:: What to work on ::
Going line by line through the listing, how many lines hold "coffee"? State nothing but the number.

:: Data listing ::

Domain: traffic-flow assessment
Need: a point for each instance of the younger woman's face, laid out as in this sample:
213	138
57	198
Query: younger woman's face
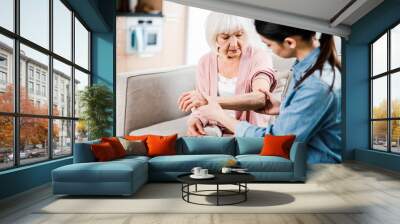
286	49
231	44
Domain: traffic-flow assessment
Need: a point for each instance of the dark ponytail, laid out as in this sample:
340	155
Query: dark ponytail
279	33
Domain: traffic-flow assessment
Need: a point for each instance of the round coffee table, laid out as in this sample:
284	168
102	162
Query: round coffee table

...

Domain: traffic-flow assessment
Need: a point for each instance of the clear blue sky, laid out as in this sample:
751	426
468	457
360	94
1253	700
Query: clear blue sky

:: Response to this task ::
2